To narrow down the number of genes displayed (or for output), you may filter the data using several types of parameters, each on its own tabbed page. Parameters from multiple pages may be used, with the understanding that there is an implicit Boolean "AND" in effect -- that is, only data which satisfies all of the filter requirements will be displayed. Thus, if you check "erythroid" and "liver", some erythroid genes will not be displayed because they are not also hepatic genes. To implement the filter, press the "Set Limits" button. To remove all filtering, press "Reset All".
Within the dataset (which may have been restricted through filtering discussed above, records can be searched according to a number of parameters. The drop box determines which field will be searched, for example, gene symbol (the internationally agreed upon abbreviation of the gene's name). The search term may be entered in the lower box. If you provide a prefix, the search will return all hits that start with the prefix. For example, "hb" will return all hemoglobin genes (hba-a1, hbb-b1, hbb-b2, etc.). Wildcards may also be used, where * indicates any character or string, and ? indicates any single character. More advanced searches using regular expressions are not implemented, nor can all fields be searched simultaneously. The Mark Record checkbox will mark the record which is currently displayed. Search and Mark can be used together to generate a custom dataset manually. After marking the relevant records, filter the dataset to include only the marked records by using the qualitative fitlering dialogue above.

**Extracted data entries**
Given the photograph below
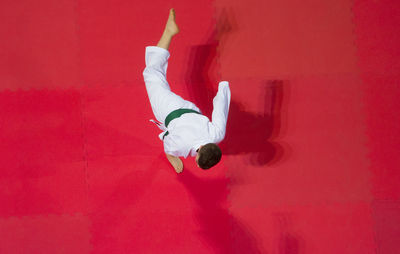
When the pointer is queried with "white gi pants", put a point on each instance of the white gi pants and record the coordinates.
(162, 100)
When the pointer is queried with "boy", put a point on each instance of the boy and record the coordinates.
(185, 130)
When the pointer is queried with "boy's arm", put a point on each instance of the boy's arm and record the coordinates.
(221, 109)
(175, 162)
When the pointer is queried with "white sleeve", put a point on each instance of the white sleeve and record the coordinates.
(172, 146)
(221, 110)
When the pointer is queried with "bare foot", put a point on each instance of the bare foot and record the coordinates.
(171, 27)
(177, 164)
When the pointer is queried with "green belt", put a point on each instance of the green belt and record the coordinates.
(175, 114)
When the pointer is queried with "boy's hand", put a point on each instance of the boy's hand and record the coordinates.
(176, 163)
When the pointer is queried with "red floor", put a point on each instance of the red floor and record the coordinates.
(311, 159)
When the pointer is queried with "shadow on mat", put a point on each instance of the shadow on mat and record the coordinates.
(247, 132)
(222, 231)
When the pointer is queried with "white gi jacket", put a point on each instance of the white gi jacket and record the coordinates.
(188, 132)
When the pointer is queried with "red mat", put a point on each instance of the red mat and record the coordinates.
(310, 158)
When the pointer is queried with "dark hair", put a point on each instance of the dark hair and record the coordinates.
(209, 155)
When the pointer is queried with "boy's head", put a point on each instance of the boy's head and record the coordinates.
(208, 155)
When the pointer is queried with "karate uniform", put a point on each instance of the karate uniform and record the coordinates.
(185, 134)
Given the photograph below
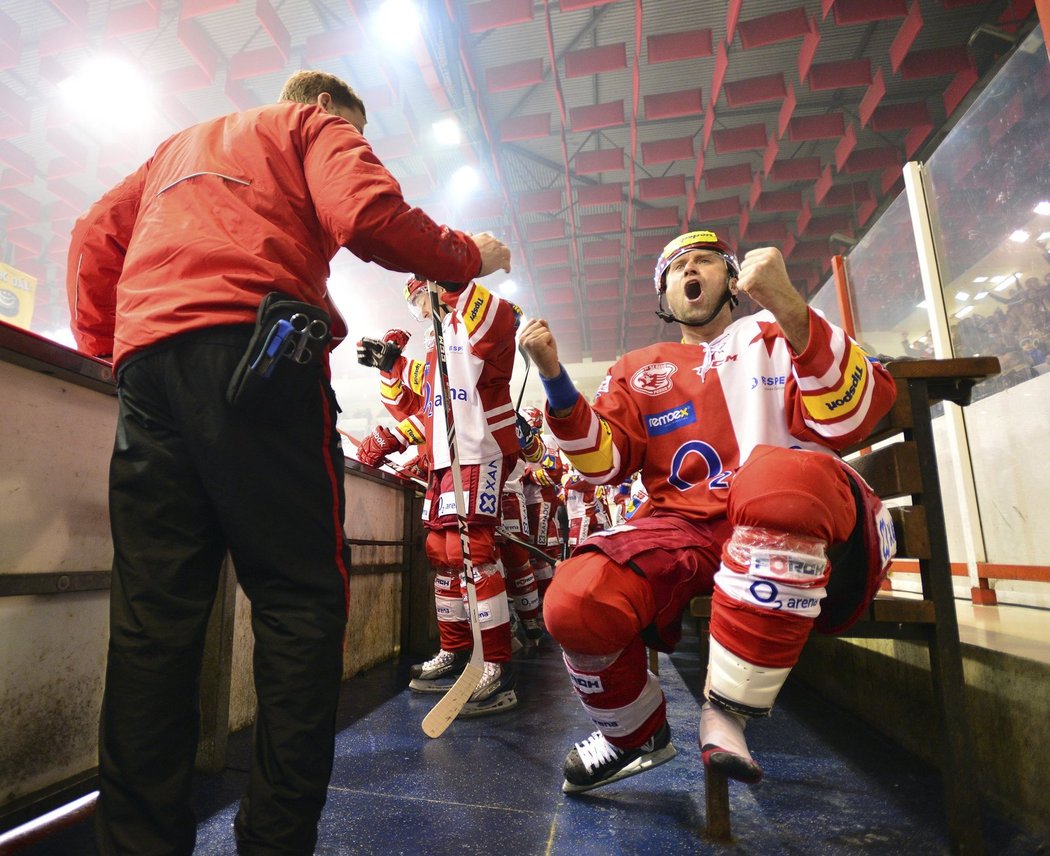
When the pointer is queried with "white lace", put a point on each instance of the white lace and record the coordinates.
(441, 659)
(595, 751)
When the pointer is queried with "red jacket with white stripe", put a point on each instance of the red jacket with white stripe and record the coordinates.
(688, 416)
(236, 207)
(479, 335)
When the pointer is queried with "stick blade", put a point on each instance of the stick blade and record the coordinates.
(452, 703)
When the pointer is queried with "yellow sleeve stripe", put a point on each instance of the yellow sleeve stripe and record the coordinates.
(476, 309)
(392, 392)
(600, 460)
(411, 433)
(847, 396)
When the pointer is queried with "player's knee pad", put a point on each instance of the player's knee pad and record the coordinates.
(794, 491)
(491, 594)
(447, 599)
(618, 692)
(775, 570)
(739, 686)
(542, 570)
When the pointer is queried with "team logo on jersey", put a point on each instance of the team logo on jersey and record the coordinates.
(653, 379)
(669, 420)
(486, 497)
(767, 382)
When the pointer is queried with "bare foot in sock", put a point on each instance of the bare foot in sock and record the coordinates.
(723, 747)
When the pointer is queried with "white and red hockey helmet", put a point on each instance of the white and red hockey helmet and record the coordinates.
(699, 239)
(533, 416)
(416, 296)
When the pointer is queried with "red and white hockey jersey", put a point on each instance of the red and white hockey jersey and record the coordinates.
(479, 335)
(689, 415)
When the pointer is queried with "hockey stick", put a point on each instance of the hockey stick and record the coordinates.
(530, 548)
(528, 364)
(452, 703)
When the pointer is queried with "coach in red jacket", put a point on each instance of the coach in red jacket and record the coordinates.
(166, 274)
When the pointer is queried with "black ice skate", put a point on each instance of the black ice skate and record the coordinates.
(438, 673)
(495, 693)
(595, 761)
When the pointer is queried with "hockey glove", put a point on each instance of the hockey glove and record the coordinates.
(528, 440)
(378, 444)
(383, 354)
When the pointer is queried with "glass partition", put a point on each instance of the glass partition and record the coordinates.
(889, 312)
(989, 196)
(826, 301)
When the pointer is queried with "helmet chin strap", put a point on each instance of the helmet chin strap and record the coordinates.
(728, 297)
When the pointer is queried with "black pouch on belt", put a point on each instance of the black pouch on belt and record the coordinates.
(284, 355)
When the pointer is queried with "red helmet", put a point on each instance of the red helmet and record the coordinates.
(701, 239)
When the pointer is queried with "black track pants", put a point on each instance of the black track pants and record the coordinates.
(190, 479)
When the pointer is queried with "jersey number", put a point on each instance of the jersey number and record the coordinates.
(716, 476)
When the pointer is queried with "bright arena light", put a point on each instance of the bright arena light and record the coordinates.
(463, 182)
(396, 23)
(447, 132)
(108, 96)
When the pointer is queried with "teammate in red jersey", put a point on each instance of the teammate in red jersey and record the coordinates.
(734, 430)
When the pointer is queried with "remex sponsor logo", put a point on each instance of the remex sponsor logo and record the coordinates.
(669, 420)
(848, 394)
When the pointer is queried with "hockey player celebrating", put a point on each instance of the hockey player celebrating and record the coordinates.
(541, 483)
(734, 430)
(479, 331)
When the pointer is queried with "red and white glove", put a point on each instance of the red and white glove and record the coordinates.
(398, 337)
(378, 444)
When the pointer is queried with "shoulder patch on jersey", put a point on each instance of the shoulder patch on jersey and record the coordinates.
(671, 419)
(654, 378)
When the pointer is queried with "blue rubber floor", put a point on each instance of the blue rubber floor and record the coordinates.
(492, 786)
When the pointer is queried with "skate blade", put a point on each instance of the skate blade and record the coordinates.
(632, 769)
(416, 685)
(498, 704)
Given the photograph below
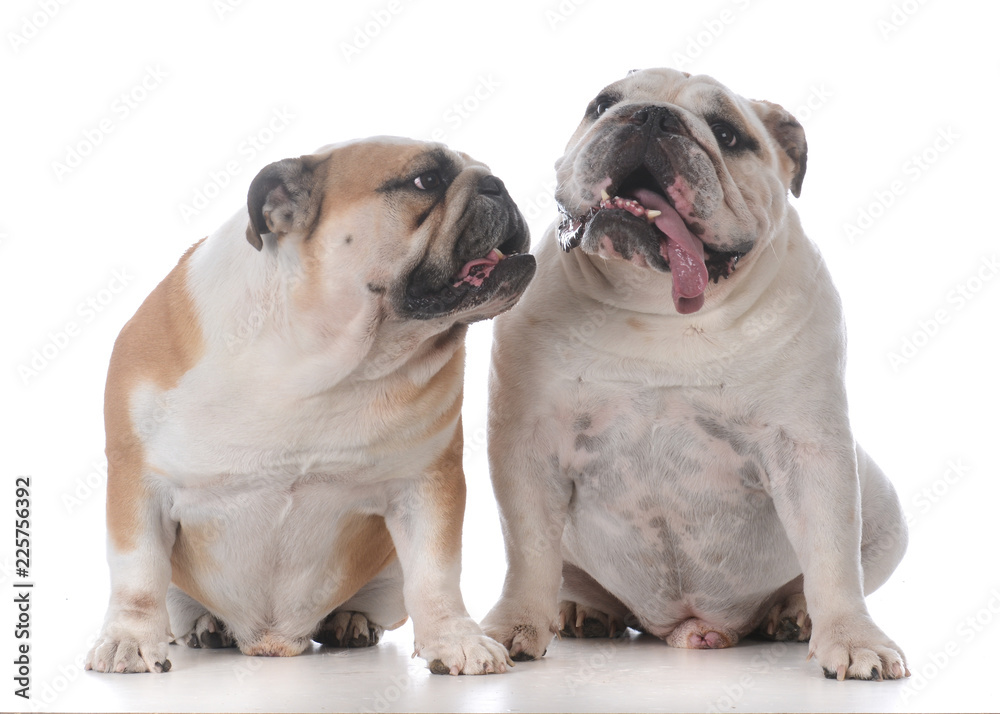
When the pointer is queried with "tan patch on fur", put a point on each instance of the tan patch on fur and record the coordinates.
(363, 548)
(139, 605)
(636, 324)
(271, 645)
(447, 493)
(160, 343)
(190, 560)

**What you have to do**
Answer these questions using the help text on filtering and searching gene data:
1. Which button do you press to implement the filter?
2. In a search term, what does the wildcard ? indicate?
3. What does the search term "hb" return?

**Answer for this exercise**
1. The "Set Limits" button.
2. Any single character.
3. All hemoglobin genes (hba-a1, hbb-b1, hbb-b2, etc.).